(DATA TO PROCESS begins)

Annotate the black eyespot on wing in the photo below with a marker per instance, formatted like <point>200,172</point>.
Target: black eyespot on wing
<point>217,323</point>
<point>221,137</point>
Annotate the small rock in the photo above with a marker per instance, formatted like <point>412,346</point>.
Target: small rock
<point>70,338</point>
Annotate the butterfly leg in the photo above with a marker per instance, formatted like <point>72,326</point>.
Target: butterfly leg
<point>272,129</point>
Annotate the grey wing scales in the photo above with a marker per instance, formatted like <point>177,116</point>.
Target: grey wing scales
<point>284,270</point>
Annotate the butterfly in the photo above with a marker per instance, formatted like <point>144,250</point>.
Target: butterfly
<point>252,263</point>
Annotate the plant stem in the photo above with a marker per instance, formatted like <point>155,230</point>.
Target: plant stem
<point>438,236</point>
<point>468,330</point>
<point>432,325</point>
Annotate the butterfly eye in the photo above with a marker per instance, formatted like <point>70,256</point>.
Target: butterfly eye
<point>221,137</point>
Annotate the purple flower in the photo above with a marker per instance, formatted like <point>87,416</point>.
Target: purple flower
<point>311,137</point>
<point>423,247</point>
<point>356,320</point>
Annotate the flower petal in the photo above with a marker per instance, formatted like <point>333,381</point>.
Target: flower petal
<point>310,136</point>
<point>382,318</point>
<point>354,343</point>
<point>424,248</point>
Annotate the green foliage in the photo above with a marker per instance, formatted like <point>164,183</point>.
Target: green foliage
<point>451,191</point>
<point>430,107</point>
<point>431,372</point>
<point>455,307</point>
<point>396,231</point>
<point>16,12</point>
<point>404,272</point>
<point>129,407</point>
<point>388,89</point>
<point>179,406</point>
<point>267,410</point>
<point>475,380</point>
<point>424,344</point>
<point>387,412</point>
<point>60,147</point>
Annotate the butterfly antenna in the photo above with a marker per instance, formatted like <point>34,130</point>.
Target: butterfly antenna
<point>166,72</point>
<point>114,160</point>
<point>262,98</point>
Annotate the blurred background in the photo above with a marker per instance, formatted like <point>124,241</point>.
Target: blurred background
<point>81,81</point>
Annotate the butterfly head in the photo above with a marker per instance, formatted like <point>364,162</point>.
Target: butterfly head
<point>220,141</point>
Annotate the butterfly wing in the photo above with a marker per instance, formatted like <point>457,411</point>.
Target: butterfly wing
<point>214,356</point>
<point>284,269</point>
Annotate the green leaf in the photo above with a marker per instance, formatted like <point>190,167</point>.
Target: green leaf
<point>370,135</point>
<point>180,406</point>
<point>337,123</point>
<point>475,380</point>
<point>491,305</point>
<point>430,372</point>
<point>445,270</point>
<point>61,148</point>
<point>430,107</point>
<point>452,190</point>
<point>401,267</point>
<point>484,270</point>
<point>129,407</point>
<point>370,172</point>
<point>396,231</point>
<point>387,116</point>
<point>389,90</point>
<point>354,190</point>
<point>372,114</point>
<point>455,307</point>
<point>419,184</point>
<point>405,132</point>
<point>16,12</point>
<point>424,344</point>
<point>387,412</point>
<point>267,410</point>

(DATA TO PROCESS ends)
(DATA TO PROCESS begins)

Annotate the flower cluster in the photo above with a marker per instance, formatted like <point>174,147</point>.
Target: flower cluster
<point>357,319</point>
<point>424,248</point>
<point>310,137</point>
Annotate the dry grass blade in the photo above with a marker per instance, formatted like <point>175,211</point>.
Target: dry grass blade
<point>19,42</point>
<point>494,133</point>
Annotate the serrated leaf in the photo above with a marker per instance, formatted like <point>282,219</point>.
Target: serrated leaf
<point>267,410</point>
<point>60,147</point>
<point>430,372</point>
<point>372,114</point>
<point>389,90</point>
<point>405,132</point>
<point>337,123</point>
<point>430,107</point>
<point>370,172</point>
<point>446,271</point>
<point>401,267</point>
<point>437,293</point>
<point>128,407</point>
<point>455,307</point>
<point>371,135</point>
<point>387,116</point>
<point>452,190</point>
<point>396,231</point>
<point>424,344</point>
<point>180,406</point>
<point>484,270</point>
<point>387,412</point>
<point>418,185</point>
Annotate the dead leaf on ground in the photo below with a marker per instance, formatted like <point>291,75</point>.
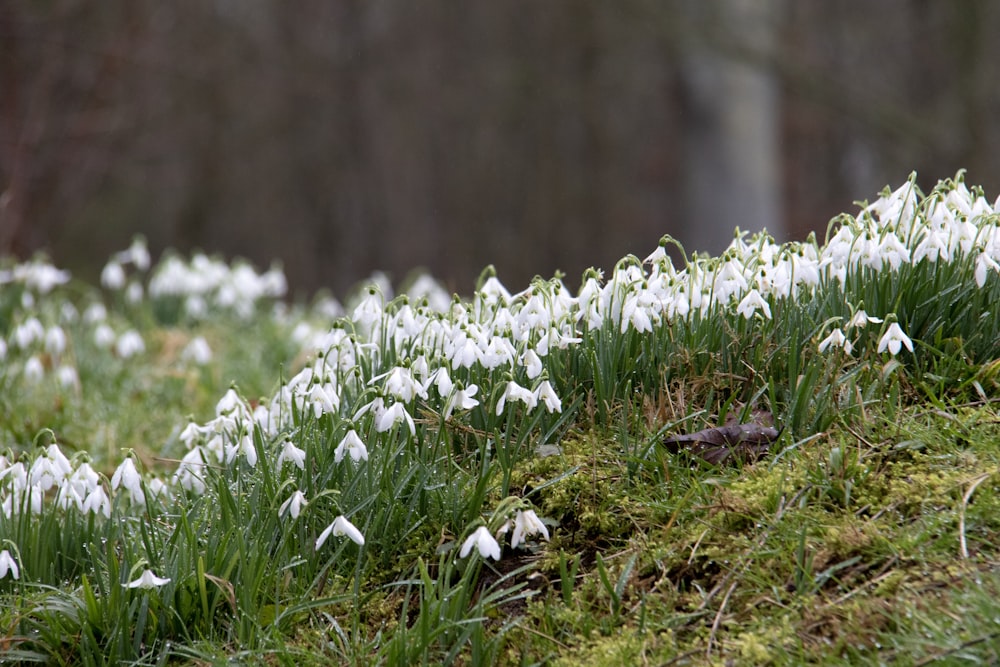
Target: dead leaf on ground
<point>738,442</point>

(DATA TO PROCESS ends)

# ABOUT THIS EXERCISE:
If a line above contains the word "below", list it.

# ANSWER SPACE:
Annotate the black eyespot on wing in the photo below with a marker per instance, formatted like <point>200,172</point>.
Annotate the dead leaf on ground in the photo below with a marker per instance, formatted like <point>291,75</point>.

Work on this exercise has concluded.